* [Point-per-instance localization data]
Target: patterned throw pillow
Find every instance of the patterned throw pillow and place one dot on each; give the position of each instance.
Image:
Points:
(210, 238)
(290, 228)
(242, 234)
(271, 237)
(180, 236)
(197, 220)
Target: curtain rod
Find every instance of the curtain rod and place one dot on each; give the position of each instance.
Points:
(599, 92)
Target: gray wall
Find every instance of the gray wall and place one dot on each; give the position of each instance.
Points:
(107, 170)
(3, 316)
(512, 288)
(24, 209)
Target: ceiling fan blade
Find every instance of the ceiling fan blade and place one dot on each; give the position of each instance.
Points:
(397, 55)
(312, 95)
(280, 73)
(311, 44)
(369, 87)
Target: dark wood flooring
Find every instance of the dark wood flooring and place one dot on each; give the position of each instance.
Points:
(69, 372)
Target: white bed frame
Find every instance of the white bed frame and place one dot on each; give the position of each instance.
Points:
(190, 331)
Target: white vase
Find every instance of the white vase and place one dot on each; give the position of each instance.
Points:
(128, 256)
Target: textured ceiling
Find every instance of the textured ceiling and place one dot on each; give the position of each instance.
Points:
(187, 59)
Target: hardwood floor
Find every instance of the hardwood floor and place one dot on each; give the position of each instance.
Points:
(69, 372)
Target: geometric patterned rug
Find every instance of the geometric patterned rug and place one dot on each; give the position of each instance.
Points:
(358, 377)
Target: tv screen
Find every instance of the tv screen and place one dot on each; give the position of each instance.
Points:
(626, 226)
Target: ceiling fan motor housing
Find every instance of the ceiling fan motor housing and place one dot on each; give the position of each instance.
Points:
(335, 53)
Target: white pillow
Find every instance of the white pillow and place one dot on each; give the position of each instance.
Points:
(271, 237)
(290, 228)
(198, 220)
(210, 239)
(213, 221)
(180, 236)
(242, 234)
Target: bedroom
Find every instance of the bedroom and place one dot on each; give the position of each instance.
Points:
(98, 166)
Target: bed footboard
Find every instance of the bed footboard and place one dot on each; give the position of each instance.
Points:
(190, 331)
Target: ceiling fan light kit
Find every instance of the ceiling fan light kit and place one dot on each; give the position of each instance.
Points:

* [YOUR ASSIGNMENT] Write the data out again in full and exactly.

* [RESPONSE BOX]
Target: patterned throw pillow
Find every instance of the patterned throw pillow and place one dot on each; give the position of each instance.
Image:
Points:
(210, 238)
(290, 228)
(242, 234)
(271, 237)
(180, 236)
(197, 220)
Target: curtain rod
Find every instance of the curtain rod and place one dot on each; give the position of each instance.
Points:
(599, 92)
Target: gray wall
Find every instance of the gray wall and place one dot on each; give the position of each instance.
Points:
(107, 170)
(3, 316)
(512, 288)
(24, 209)
Target: ceiling fan blade
Find every instance of the ceiling fan blade and place one dot on each; give the position of each instance.
Points:
(397, 55)
(312, 95)
(280, 73)
(311, 44)
(369, 87)
Target: dark wood flooring
Find every instance of the dark wood flooring and place one dot on each; give the position of each instance.
Points:
(69, 372)
Target: white bed frame
Find every instance of the white bed frame and place one dot on each; give the position of each instance.
Points:
(190, 331)
Target: white vase
Find every instance of the white vase and place one dot on each; give the position of each instance.
Points:
(128, 256)
Target: textured ceiling
Find every instance of the textured ceiling and place one dot on each; give the position of each instance.
Points:
(187, 59)
Target: hardwood floor
Find every instance of the hardwood floor and place one dot on each; give the position of each instance.
Points:
(69, 372)
Target: geometric patterned rug
Find every instance of the geometric patterned rug and place one dot on each; give the position of each instance.
Points:
(358, 377)
Target: tv screen
Find every instance of the tv screen and place one dot on each; give the position of each instance.
Points:
(626, 226)
Target: ceiling fan motor housing
Find every instance of the ceiling fan motor housing and place one dot on each; give the position of each instance.
Points:
(335, 53)
Target: white pillow
Find every instance of the white pillow and place one dot on each; give the position of each instance.
Points:
(271, 237)
(290, 228)
(198, 220)
(210, 239)
(213, 221)
(180, 236)
(242, 234)
Target: bedroom
Find every instance of the bedroom and place one dot on each; give the position of each instance.
Points:
(98, 166)
Target: bed footboard
Find every instance of the bed footboard and place one dot on each; give the position of each instance.
Points:
(190, 331)
Target: ceiling fan light kit
Find every instance of the ceiling fan light kit and place one dot on each; give the position of each instance.
Points:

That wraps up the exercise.